» **Required actions**:
(1) List the kinds of products applied to cannabis plants and growing mediums whose reporting requirements the Arizona cannabis licensing text says the platform records.
(2) According to the Arizona cannabis licensing text, when did adult-use retail sales begin in Arizona?
(3) Translate this sentence from the Arizona cannabis licensing text into Spanish: "Adult-use retail sales launched in January 2021, making Arizona one of the fastest states to move from legalization to commercial sales."

» **Text passage**:
----

Arizona has both medical and adult-use cannabis programs with self-reporting requirements for licensed operators. Flourish Software provides seed-to-sale cannabis software covering inventory tracking, compliance recording, and operational intelligence for Arizona businesses.
Our platform records and organizes all necessary data including reporting requirements for pesticides, herbicides, fertilizers, and agricultural chemicals applied to cannabis plants and growing mediums.
Licensing for Arizona Operators
Arizona Cannabis License Types: What Operators Need to Know in 2026
Arizona's adult-use cannabis market operates under one of the most streamlined and most misunderstood licensing structures in the country. Unlike most states that issue separate licenses for cultivation, manufacturing, and retail, Arizona uses a single unified license type that authorizes all three functions under one entity. The Arizona Department of Health Services (ADHS) is the sole licensing and regulatory authority for all marijuana establishments and marijuana testing facilities in the state, operating under the framework established by Proposition 207, the Smart and Safe Arizona Act, passed by voters in November 2020 and codified in Arizona Revised Statutes (A.R.S.) Title 36, Chapter 28.2. Adult-use retail sales launched in January 2021, making Arizona one of the fastest states to move from legalization to commercial sales.
Arizona also maintains a longstanding medical marijuana program under Proposition 203 (2010), governed separately by A.R.S. Title 36, Chapter 28.1 and the associated rules in 9 A.A.C. 17. Medical dispensaries in Arizona operate as nonprofit entities a structural requirement that distinguishes Arizona's medical program from nearly every other state's. Adult-use businesses operate under 9 A.A.C. 18. As of February 2025, Arizona had 136 active medical marijuana dispensaries and 170 total marijuana establishments with 169 operating facilities statewide. The state's cannabis market generates significant revenue, with the 16% excise tax on adult-use sales confirmed by the Arizona Department of Revenue funding the Smart and Safe Arizona Fund in addition to state and local transaction privilege taxes (TPT).
The Marijuana Establishment License: Arizona's All-in-One License
Arizona's adult-use cannabis licensing framework is built around a single primary license type: the Marijuana Establishment License. This license authorizes its holder to function as a cultivator, manufacturer, and dispensary making it one of the most vertically integrated cannabis licenses in the country by design. A single marijuana establishment may operate three distinct locations under one license:
A retail site where the licensee may cultivate, process, manufacture, and sell marijuana and marijuana products directly to consumers 21 and older. A single off-site cultivation site where the licensee may cultivate, process, and manufacture cannabis and cannabis products but cannot sell directly to consumers from this location. A single off-site manufacturing site where the licensee may manufacture, package, and store cannabis products also without direct consumer sales.
Understanding this structure is operationally critical: a marijuana establishment is permitted to operate its retail, cultivation, and manufacturing activities across up to three total locations, but the retail location is the only site where consumer transactions may occur. An individual may be a principal officer or board member of more than one marijuana establishment there is no Arizona prohibition on multi-establishment ownership, making it one of the more MSO-friendly states for operators building a multi-location footprint.

----

» **Study material**:

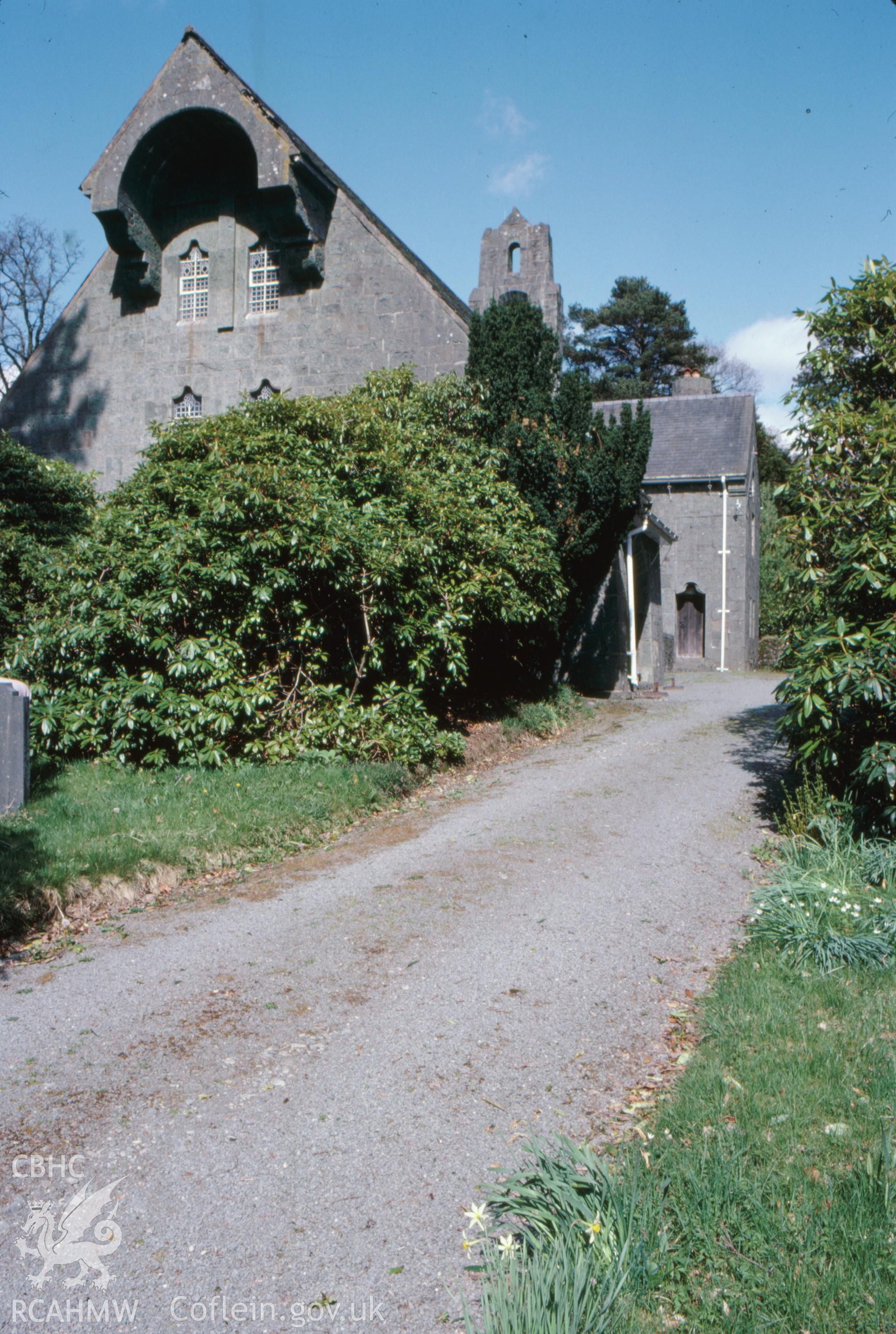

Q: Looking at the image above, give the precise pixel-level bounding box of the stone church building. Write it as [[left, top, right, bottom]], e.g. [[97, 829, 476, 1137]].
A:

----

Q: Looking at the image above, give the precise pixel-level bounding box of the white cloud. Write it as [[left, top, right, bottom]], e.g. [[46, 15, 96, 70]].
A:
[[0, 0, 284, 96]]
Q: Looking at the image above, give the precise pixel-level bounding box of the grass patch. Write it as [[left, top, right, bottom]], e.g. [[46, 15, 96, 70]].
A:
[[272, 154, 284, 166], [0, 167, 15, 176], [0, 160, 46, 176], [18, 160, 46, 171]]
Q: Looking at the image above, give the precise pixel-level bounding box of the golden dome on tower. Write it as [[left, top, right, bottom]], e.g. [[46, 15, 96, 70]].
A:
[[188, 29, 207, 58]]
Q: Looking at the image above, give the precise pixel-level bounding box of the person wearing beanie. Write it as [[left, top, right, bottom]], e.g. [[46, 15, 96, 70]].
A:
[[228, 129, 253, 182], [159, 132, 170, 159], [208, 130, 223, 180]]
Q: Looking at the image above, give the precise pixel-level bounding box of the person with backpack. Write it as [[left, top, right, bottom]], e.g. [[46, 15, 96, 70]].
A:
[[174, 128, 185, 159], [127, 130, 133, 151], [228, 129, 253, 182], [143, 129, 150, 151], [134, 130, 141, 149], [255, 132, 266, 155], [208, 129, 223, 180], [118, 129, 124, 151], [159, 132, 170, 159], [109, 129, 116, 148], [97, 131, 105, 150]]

----

» **Outputs by task**:
(1) Pesticides, herbicides, fertilizers, and agricultural chemicals

(2) January 2021

(3) Las ventas minoristas para uso adulto comenzaron en enero de 2021, lo que convirtió a Arizona en uno de los estados más rápidos en pasar de la legalización a las ventas comerciales.